─── Raw records ───

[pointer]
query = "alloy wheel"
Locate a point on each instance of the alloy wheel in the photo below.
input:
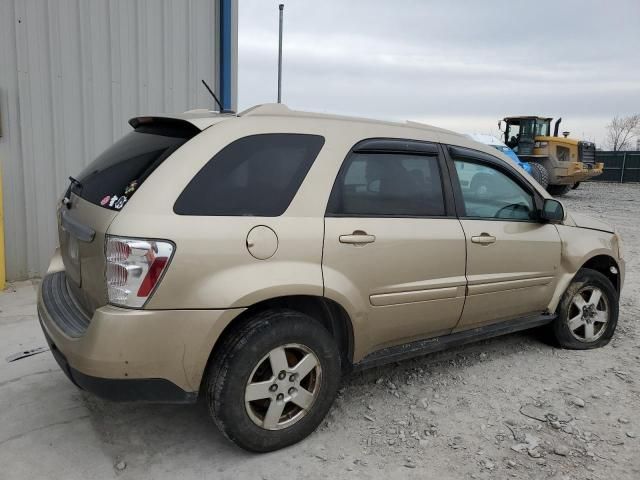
(588, 314)
(283, 387)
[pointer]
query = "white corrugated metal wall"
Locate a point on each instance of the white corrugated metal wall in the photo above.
(72, 73)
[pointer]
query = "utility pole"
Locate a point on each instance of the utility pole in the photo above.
(281, 7)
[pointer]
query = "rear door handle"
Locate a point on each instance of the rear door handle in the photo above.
(358, 237)
(484, 239)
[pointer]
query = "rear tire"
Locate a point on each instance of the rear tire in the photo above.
(586, 321)
(273, 381)
(540, 174)
(558, 190)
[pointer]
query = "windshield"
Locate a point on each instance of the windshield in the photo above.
(542, 128)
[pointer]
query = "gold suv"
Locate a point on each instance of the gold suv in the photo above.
(254, 259)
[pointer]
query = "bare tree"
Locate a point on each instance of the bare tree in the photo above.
(621, 131)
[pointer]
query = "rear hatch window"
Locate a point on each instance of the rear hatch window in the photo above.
(112, 178)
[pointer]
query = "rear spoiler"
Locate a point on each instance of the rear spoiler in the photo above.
(171, 127)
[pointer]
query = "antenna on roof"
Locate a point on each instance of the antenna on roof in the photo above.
(281, 8)
(222, 109)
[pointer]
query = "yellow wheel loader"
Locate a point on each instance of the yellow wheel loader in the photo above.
(566, 160)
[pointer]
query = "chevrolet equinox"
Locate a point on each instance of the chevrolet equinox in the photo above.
(253, 259)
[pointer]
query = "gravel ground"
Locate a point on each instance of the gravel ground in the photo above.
(511, 407)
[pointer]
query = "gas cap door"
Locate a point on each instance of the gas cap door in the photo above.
(262, 242)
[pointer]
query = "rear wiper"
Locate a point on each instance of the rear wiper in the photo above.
(67, 197)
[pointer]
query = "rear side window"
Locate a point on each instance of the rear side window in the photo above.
(389, 184)
(112, 178)
(256, 175)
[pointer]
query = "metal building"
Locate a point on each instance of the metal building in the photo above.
(72, 72)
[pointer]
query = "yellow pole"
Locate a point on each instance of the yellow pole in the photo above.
(3, 277)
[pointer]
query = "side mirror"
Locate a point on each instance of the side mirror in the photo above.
(552, 211)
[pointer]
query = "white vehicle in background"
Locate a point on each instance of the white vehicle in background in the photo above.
(537, 171)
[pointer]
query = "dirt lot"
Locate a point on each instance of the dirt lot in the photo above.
(512, 407)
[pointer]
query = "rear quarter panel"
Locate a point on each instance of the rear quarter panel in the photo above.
(578, 246)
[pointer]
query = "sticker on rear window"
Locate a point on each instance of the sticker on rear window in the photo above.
(131, 188)
(120, 203)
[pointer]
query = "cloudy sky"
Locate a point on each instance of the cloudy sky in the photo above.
(456, 64)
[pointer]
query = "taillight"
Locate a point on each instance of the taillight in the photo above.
(134, 269)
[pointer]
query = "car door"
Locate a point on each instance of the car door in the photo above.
(512, 257)
(394, 250)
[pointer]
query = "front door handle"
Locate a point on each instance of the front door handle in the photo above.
(359, 237)
(484, 239)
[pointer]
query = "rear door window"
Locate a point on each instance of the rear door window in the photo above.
(388, 184)
(112, 178)
(256, 175)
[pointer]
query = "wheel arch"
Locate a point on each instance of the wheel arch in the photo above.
(598, 261)
(328, 312)
(602, 263)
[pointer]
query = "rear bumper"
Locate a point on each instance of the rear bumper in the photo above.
(122, 390)
(124, 354)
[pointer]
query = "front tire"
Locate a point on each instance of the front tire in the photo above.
(274, 380)
(587, 313)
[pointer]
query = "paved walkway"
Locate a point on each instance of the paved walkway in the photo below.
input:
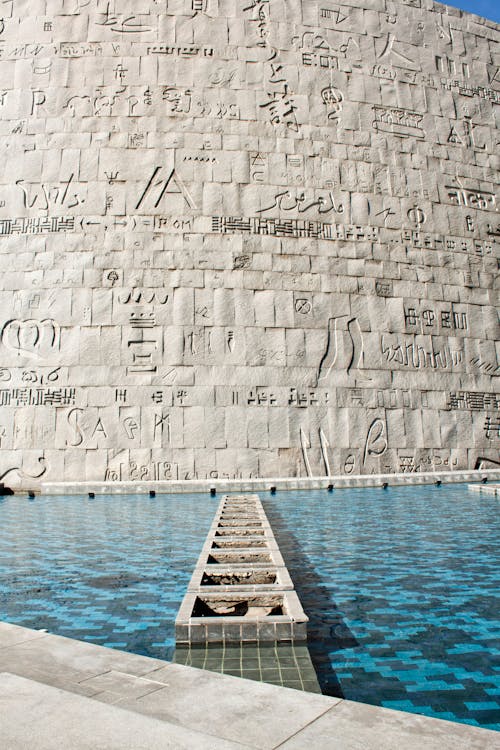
(60, 693)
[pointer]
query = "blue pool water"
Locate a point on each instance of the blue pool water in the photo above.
(401, 585)
(111, 570)
(402, 588)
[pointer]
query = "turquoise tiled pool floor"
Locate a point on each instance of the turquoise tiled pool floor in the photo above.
(402, 590)
(400, 585)
(111, 570)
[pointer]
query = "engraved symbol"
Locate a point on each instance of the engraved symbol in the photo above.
(416, 216)
(41, 460)
(305, 445)
(323, 440)
(390, 50)
(376, 440)
(131, 426)
(34, 338)
(349, 464)
(303, 306)
(172, 185)
(354, 349)
(112, 277)
(333, 99)
(337, 15)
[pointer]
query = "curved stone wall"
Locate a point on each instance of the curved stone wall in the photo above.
(246, 238)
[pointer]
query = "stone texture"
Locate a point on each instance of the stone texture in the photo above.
(246, 240)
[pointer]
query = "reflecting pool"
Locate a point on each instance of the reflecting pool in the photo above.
(401, 585)
(402, 589)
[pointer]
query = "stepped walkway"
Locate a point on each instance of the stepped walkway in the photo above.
(57, 693)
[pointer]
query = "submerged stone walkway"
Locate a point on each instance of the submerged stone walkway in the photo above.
(60, 693)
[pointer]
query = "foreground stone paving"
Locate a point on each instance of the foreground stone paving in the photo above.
(52, 692)
(246, 239)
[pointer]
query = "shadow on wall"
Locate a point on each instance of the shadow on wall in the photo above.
(327, 631)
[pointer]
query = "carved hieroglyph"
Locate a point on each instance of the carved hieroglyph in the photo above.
(247, 238)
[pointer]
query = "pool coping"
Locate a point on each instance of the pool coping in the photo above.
(68, 677)
(270, 484)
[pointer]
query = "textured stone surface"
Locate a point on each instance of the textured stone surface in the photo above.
(246, 239)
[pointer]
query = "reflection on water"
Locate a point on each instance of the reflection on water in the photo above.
(401, 588)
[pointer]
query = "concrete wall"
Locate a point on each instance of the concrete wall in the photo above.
(246, 239)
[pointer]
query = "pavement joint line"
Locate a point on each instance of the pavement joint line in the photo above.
(308, 724)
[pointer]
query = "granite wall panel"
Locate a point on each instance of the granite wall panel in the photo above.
(247, 238)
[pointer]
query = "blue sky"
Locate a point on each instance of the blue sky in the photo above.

───

**Stated task:** Transcribe the listing in full. Omit the pictures and keep every line exact.

**Exercise response:**
[pointer]
query = "alloy wheel"
Locate a point on each instance of the alloy wheel in the photo below.
input:
(588, 314)
(283, 387)
[pointer]
query = "white corrugated metal wall"
Locate a point on each instance of the white corrugated metal wall in the photo above.
(72, 73)
[pointer]
query = "utility pole"
Locate a point on each instance of the utility pole in the photo above.
(281, 7)
[pointer]
query = "rear door handle"
Locate a point on each instance of the rear door handle in the photo above.
(358, 237)
(484, 239)
[pointer]
query = "rear tire"
Locate a point on each instance of the rear tire in the photo above.
(586, 321)
(273, 381)
(540, 174)
(558, 190)
[pointer]
query = "windshield"
Locate a point on each instance of the windshield in the photo above.
(542, 128)
[pointer]
query = "gold suv"
Locate a point on each instance of the gold suv in the photo above.
(254, 259)
[pointer]
query = "bare tree"
Locate a point on each instance of the bare tree in the photo above.
(621, 131)
[pointer]
query = "rear hatch window"
Locate a point on each instance of the rear hatch window in the photo above.
(112, 178)
[pointer]
query = "rear spoiler"
Locate a point on each instance of the rear spoiler in the photo above.
(171, 127)
[pointer]
query = "antenna on roof"
Locate a point on each instance of the antenna on roof in the photo above.
(281, 8)
(222, 109)
[pointer]
query = "yellow wheel loader"
Locate a point on each instance of the yellow wheel loader in the photo above.
(566, 160)
[pointer]
query = "chevrolet equinox"
Locate a point on each instance of the chevrolet equinox in the photo above.
(253, 259)
[pointer]
query = "gravel ground"
Locate a point on each instance of the gravel ground in the photo above.
(511, 407)
[pointer]
query = "gas cap door"
Locate a point on each instance of the gas cap door in the photo above.
(262, 242)
[pointer]
query = "rear wiper"
Locate a point on each instance of the rear wiper in the photo above.
(67, 197)
[pointer]
query = "rear side window"
Locate a point on each instance of the rear side window in the photo above.
(389, 184)
(112, 178)
(256, 175)
[pointer]
query = "metal building"
Locate a point on each instance of the metal building in the photo above.
(72, 72)
[pointer]
query = "yellow pole"
Locate a point on each instance of the yellow pole in the photo above.
(3, 277)
[pointer]
query = "side mirror"
Locate a point on each instance of the side mirror in the photo above.
(552, 211)
[pointer]
query = "white vehicle in background"
Locate a point on each instance of the white vehicle in background in the photo above.
(537, 171)
[pointer]
query = "dirt lot"
Locate a point on each instance of the dirt lot in the photo above.
(512, 407)
[pointer]
query = "rear quarter panel"
Locate a point on each instance of the rear quarter panel in the photo above.
(578, 246)
[pointer]
query = "sticker on rear window"
Locate a point on each instance of the sticker on rear window in the photo above.
(131, 188)
(120, 203)
[pointer]
query = "cloudy sky"
Locate a point on each instance of the cloudy sky in the photo above.
(456, 64)
[pointer]
query = "taillight"
Locate a point on each instance of the taillight in the photo above.
(134, 269)
[pointer]
query = "car door"
Locate a point on each instance of the car door in the photo above.
(512, 257)
(394, 250)
[pointer]
query = "front door handle"
Locate a point on each instance of the front door handle in the photo above.
(359, 237)
(484, 239)
[pointer]
query = "rear door window"
Locate a point on each instance of the rear door window in the photo above.
(388, 184)
(112, 178)
(256, 175)
[pointer]
query = "wheel arch"
Locate a point on each instance of the wheel arch in the photo above.
(598, 261)
(328, 312)
(602, 263)
[pointer]
query = "rear bumper"
Locate a point on each instance of the rear bumper in the photo above.
(122, 390)
(124, 354)
[pointer]
query = "front tire"
Locate a point on each instance of the front tire in the photo above.
(274, 380)
(587, 313)
[pointer]
query = "paved walkway"
Locate a point on each instance of the paved walkway in the photo below.
input:
(60, 693)
[pointer]
query = "blue pool water"
Locate a point on each instance of the blue pool water in the photo above.
(401, 585)
(111, 570)
(402, 588)
[pointer]
query = "turquoise tiled pool floor"
Locate a point on each instance of the turquoise tiled pool floor in the photo above.
(402, 590)
(400, 585)
(111, 570)
[pointer]
query = "engraved symbol"
Locate a point on each instance of the engraved symbol in the photo above.
(416, 216)
(41, 460)
(305, 445)
(323, 440)
(390, 50)
(376, 440)
(131, 426)
(34, 338)
(349, 464)
(303, 306)
(172, 185)
(354, 349)
(112, 277)
(333, 99)
(337, 15)
[pointer]
query = "curved stone wall"
Locate a point on each instance of the curved stone wall in the photo above.
(246, 238)
[pointer]
query = "stone texture"
Locate a point on each instance of the stone texture in the photo above.
(246, 240)
[pointer]
query = "reflecting pool"
Locate a point on each instance of the reflecting pool in the photo above.
(401, 585)
(402, 589)
[pointer]
query = "stepped walkway"
Locate a point on each instance of the stepped walkway in the photo above.
(57, 693)
[pointer]
query = "submerged stone walkway"
Locate a point on each instance of the submerged stone walkway in the photo above.
(60, 693)
[pointer]
query = "foreground stone paving"
Locate a point on each instance of the foreground stone paving in the photo above.
(52, 692)
(246, 239)
[pointer]
query = "shadow on wall"
Locate a point on each instance of the shadow on wall in the photo above.
(327, 631)
[pointer]
query = "carved hieroglyph"
Locate a point on each instance of the carved hieroglyph in the photo above.
(247, 238)
[pointer]
query = "pool coping"
Locate a point on each instance of the pool coping in the photo above.
(68, 677)
(270, 484)
[pointer]
query = "textured stone surface"
Locate a point on each instance of the textured stone surface in the photo above.
(246, 239)
[pointer]
query = "reflection on water"
Locate a point on each instance of the reflection on water in the photo above.
(401, 588)
[pointer]
query = "concrete wall"
Locate a point on each instance of the concrete wall in the photo above.
(246, 239)
[pointer]
query = "pavement joint line"
Locate a point on each instance of the pavement joint line in the photo above.
(308, 724)
[pointer]
query = "granite wall panel"
Locate a point on each instance of the granite wall panel in the photo above.
(247, 238)
[pointer]
query = "blue sky"
Locate a point on each instance of the blue sky in the photo above.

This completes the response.